• **DOCUMENT PASSAGE**:
The Debtors or Reorganized Debtors, as applicable, shall pay all outstanding U.S. Trustee Fees of a Debtor on an ongoing basis on the later of: (i) the Effective Date; and (ii) the date such U.S. Trustee Fees become due, until such time as a final decree is entered closing the applicable Reorganization Case, the applicable Reorganization Case is converted or dismissed, or the Bankruptcy Court orders otherwise.

 

3.5.         Priority Tax Claims.

 

Except to the extent that a holder of an Allowed Priority Tax Claim agrees to different treatment, each holder of an Allowed Priority Tax Claim shall receive, in the Debtors’ or Reorganized Debtors’ discretion, either: (i) on, or as soon thereafter as is reasonably practicable, the later of the Effective Date and the first Business Day after the date that is thirty (30) calendar days after the date a Priority Tax Claim becomes an Allowed Claim, Cash in an amount equal to such Claim, or (ii) deferred Cash payments following the Effective Date, over a period ending not later than five (5) years after the Petition Date, in an aggregate amount equal to the Allowed amount of such Priority Tax Claim (with any interest to which the holder of such Priority Tax Claim may be entitled calculated in accordance with section 511 of the Bankruptcy Code); provided, however, that all Allowed Priority Tax Claims that are not due and payable on or before the Effective Date shall be paid in the ordinary course of business as they become due.

• **STATED EXERCISE 1**: In the bankruptcy plan passage, when must deferred Cash payments on an Allowed Priority Tax Claim end?
• **STATED EXERCISE 2**:
Does each statement agree with the bankruptcy plan passage? Answer yes or no, and quote the words that decide it.
(a) U.S. Trustee Fees continue to be paid until a final decree closes the applicable Reorganization Case, unless the case is converted or dismissed or the Bankruptcy Court orders otherwise.
(b) The holder of an Allowed Priority Tax Claim chooses between a single Cash payment and deferred Cash payments.
(c) Any interest owed on deferred payments for a Priority Tax Claim is calculated under section 511 of the Bankruptcy Code.
• **STATED EXERCISE 3**: Transcribe the bankruptcy plan passage starting with "The Debtors or" and going on through "3.5.         Priority Tax Claims.".

• **DATASET CONTENT**:
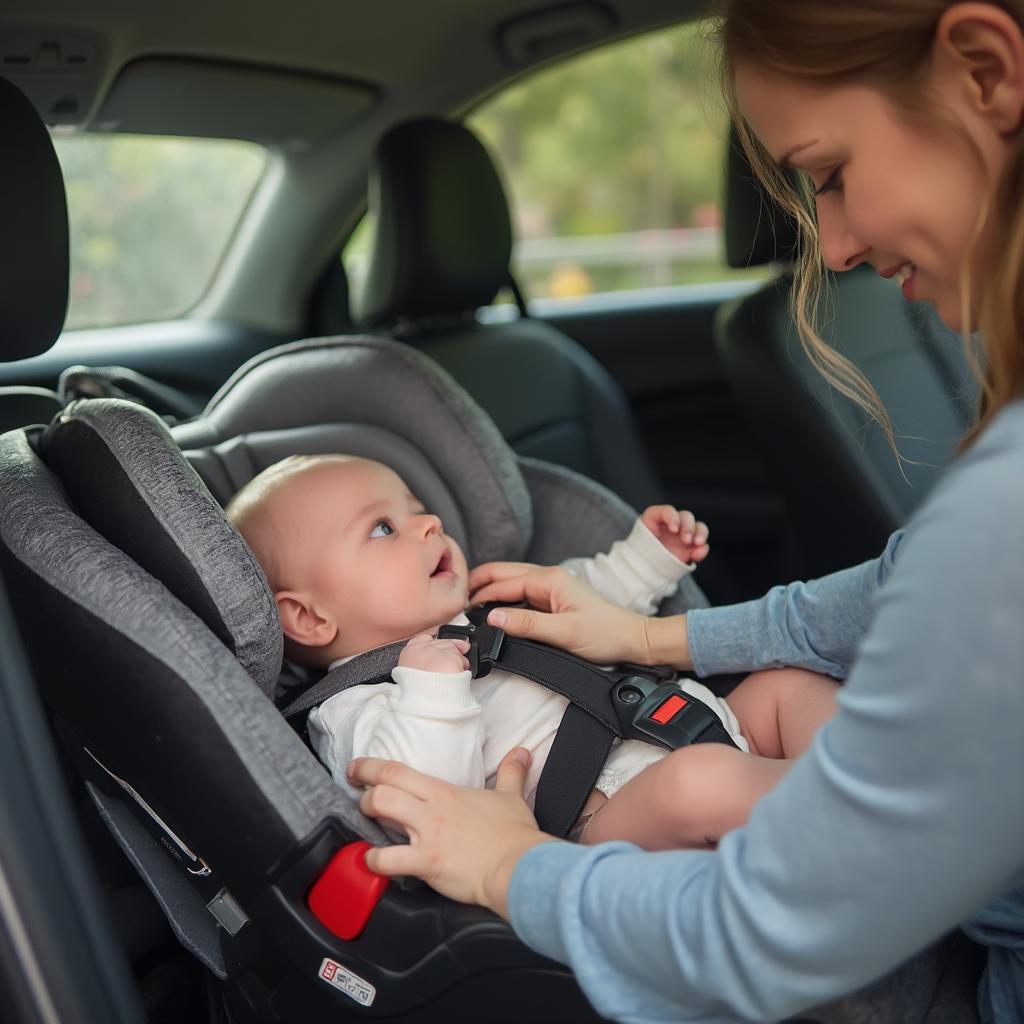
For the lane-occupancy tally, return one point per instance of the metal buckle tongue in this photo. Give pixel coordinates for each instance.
(484, 644)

• **REPLY 1**: No later than five (5) years after the Petition Date.

• **REPLY 2**:
(a) Yes: "until such time as a final decree is entered closing the applicable Reorganization Case, the applicable Reorganization Case is converted or dismissed, or the Bankruptcy Court orders otherwise"
(b) No: "in the Debtors’ or Reorganized Debtors’ discretion"
(c) Yes: "calculated in accordance with section 511 of the Bankruptcy Code"

• **REPLY 3**:
The Debtors or Reorganized Debtors, as applicable, shall pay all outstanding U.S. Trustee Fees of a Debtor on an ongoing basis on the later of: (i) the Effective Date; and (ii) the date such U.S. Trustee Fees become due, until such time as a final decree is entered closing the applicable Reorganization Case, the applicable Reorganization Case is converted or dismissed, or the Bankruptcy Court orders otherwise.

 

3.5.         Priority Tax Claims.